AVAILABLE DATA START
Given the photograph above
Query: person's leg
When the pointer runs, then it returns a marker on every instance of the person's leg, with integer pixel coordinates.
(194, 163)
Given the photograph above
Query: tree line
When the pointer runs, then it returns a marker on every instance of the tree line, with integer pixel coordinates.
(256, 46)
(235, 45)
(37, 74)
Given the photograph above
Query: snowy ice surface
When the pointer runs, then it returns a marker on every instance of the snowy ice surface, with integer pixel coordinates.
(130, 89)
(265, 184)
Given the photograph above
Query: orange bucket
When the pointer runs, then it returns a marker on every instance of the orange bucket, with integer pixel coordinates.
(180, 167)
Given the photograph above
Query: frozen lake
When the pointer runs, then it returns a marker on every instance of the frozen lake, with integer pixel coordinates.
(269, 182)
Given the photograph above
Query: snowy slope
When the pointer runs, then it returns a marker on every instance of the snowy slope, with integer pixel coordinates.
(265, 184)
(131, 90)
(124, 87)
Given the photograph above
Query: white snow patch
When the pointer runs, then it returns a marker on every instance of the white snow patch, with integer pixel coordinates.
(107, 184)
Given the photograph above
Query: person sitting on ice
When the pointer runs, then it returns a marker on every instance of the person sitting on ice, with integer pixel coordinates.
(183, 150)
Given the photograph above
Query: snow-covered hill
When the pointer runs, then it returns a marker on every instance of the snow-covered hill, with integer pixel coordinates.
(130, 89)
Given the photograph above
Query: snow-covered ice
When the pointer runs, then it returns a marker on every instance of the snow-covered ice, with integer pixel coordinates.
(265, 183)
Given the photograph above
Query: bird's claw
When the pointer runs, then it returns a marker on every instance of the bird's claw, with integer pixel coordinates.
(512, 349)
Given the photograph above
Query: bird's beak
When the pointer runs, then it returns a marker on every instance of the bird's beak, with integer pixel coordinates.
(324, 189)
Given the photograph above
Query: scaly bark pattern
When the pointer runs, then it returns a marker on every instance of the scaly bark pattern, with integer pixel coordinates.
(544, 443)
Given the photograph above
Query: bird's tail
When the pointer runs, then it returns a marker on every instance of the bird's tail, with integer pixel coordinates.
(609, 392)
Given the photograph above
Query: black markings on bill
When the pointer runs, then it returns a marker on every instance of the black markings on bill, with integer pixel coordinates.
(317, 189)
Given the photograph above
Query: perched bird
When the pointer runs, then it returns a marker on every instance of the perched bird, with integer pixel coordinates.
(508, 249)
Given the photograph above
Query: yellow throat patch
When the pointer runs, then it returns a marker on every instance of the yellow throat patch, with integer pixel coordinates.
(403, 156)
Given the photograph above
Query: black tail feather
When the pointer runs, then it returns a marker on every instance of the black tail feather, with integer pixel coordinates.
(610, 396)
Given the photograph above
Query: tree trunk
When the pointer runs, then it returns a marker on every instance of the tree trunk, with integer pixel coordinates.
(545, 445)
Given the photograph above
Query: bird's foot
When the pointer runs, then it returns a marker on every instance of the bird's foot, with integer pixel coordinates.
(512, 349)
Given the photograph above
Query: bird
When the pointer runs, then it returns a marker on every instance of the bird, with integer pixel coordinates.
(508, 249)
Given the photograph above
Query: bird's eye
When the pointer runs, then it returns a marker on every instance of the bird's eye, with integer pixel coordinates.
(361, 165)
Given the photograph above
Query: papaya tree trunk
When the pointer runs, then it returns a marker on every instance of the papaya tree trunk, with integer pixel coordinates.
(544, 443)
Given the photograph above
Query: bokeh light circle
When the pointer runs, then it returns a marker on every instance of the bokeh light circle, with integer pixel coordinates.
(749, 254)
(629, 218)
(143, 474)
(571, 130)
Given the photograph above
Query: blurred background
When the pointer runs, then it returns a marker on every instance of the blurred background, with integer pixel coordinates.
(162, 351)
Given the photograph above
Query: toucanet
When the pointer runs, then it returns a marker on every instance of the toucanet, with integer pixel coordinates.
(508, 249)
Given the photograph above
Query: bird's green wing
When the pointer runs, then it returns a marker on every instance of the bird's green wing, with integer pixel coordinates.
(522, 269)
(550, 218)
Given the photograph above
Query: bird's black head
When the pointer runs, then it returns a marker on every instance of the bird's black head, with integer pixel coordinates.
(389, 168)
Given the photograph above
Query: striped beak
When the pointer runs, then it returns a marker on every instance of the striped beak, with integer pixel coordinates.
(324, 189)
AVAILABLE DATA END
Beginning with the line that has "claw, with integer pixel coordinates." and ending with the line that has "Query: black tail feather", set down the lines above exactly and include no others.

## SOLUTION TO THIS EXERCISE
When the pointer runs, then it returns a marker on every instance of the bird's claw, with integer pixel coordinates.
(512, 349)
Given the photograph above
Query: bird's beak
When the pointer runs, then it returns a marker on every instance of the bird's beak, with integer pixel coordinates.
(324, 189)
Given the photograph above
Query: scaly bark pattern
When the pointer runs, then it returns a marker on every instance of the scaly bark pattern, with integer pixel coordinates.
(544, 443)
Given the photograph above
Query: bird's tail
When the pointer runs, then it returns a marker on every instance of the bird's tail, with integer pixel coordinates.
(609, 392)
Given the photograph above
Query: black markings on bill
When the pointer runs, then it returns a marker on every instance of the black markings on bill, with integer pixel coordinates.
(317, 189)
Given the photograph above
Query: perched bird
When the pointer runs, then it returns a marker on every instance of the perched bird, with integer pixel coordinates.
(508, 249)
Given the photograph above
Query: yellow throat patch
When the pointer runs, then it returns a marker on every instance of the yellow throat patch, with integer pixel coordinates.
(403, 156)
Given the photograph above
Query: black tail feather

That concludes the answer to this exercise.